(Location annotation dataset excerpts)
--- begin ---

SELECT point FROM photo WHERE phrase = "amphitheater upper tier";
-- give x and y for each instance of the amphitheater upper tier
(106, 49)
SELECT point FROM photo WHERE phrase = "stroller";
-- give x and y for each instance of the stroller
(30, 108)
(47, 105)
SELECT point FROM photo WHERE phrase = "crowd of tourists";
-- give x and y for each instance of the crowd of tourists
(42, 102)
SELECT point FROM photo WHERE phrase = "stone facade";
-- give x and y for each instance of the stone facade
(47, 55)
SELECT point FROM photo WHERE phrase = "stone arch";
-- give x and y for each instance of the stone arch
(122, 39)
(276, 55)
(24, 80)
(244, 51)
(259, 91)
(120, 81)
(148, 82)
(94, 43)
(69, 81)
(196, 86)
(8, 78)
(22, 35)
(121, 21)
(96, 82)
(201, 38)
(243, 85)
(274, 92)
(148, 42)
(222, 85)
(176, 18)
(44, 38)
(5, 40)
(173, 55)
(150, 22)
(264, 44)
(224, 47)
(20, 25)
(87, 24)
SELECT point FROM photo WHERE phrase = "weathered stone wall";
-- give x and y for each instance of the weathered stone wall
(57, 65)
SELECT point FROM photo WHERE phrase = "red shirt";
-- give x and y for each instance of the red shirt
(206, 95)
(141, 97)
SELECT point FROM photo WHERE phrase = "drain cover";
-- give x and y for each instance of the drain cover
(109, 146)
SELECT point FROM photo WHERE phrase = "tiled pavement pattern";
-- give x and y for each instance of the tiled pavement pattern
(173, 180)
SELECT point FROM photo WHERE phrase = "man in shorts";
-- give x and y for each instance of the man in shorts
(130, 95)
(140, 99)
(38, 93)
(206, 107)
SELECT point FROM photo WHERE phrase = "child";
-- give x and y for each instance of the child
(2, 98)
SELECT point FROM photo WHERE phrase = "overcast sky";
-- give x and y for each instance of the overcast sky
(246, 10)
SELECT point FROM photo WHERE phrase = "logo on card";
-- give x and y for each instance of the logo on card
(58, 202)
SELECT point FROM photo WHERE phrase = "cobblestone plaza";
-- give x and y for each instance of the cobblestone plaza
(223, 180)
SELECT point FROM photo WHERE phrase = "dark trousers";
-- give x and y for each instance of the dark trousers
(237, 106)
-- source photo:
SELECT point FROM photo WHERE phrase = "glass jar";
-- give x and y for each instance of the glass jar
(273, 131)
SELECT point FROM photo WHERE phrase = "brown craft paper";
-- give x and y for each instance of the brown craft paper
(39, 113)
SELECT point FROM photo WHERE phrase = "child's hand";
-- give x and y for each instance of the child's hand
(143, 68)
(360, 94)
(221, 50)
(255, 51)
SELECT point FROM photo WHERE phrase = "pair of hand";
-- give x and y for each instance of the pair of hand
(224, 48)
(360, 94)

--- end ---

▸ WHAT IS BEING ASKED
Transcribe the whole listing exactly.

▸ WRITTEN REPLY
SELECT point FROM photo WHERE phrase = "amphitheater upper tier";
-- give x and y for each instance of the amphitheater upper tier
(106, 49)
SELECT point FROM photo WHERE phrase = "stroller";
-- give x and y for each instance of the stroller
(30, 108)
(47, 105)
SELECT point FROM photo WHERE phrase = "crowd of tourists";
-- give x and y for each instance of the crowd of tourists
(42, 102)
SELECT point FROM photo WHERE phrase = "stone facade";
-- give x and y for each instance of the stone facade
(47, 55)
SELECT point FROM photo WHERE phrase = "stone arch";
-- give x and y for each instance of the stone arch
(122, 39)
(276, 55)
(24, 80)
(244, 51)
(259, 91)
(120, 81)
(148, 82)
(94, 43)
(69, 81)
(196, 86)
(8, 78)
(22, 35)
(121, 21)
(96, 82)
(201, 38)
(243, 85)
(274, 92)
(148, 42)
(222, 85)
(176, 18)
(44, 38)
(5, 40)
(173, 55)
(150, 22)
(264, 44)
(224, 47)
(20, 25)
(87, 24)
SELECT point FROM photo WHERE phrase = "weathered stone wall";
-- give x and y for each instance of the weathered stone wall
(57, 65)
SELECT point FROM photo WHERE phrase = "red shirt";
-- give x and y for each instance of the red shirt
(206, 95)
(141, 97)
SELECT point FROM photo WHERE phrase = "drain cover";
-- give x and y for each instance of the drain cover
(109, 146)
SELECT point FROM photo WHERE phrase = "tiled pavement pattern";
-- give x and y for each instance of the tiled pavement pattern
(173, 180)
SELECT point FROM photo WHERE phrase = "man in shorts";
-- give x and y for each instance of the man in shorts
(130, 95)
(140, 99)
(38, 93)
(206, 107)
SELECT point FROM photo WHERE phrase = "child";
-- give x and y for each instance of the child
(2, 98)
SELECT point FROM photo WHERE phrase = "overcast sky";
-- give x and y for each instance of the overcast sky
(246, 10)
SELECT point FROM photo WHERE phrase = "logo on card";
-- give x and y for each instance of the logo on card
(58, 202)
SELECT point FROM photo WHERE phrase = "cobblestone plaza";
-- give x and y for each instance of the cobblestone plaza
(223, 180)
SELECT point FROM photo WHERE phrase = "dark trousers";
-- give x and y for each instance of the dark trousers
(237, 106)
-- source photo:
SELECT point FROM photo WHERE phrase = "glass jar";
-- give x and y for each instance of the glass jar
(273, 131)
SELECT point FROM photo WHERE phrase = "brown craft paper";
-- give x and y for each instance of the brown craft paper
(39, 113)
SELECT point FROM photo WHERE phrase = "child's hand";
-- give x and y for each instance of the child's hand
(143, 68)
(360, 94)
(221, 50)
(255, 51)
SELECT point FROM photo WHERE phrase = "pair of hand";
-- give x and y for each instance of the pair of hand
(224, 48)
(360, 94)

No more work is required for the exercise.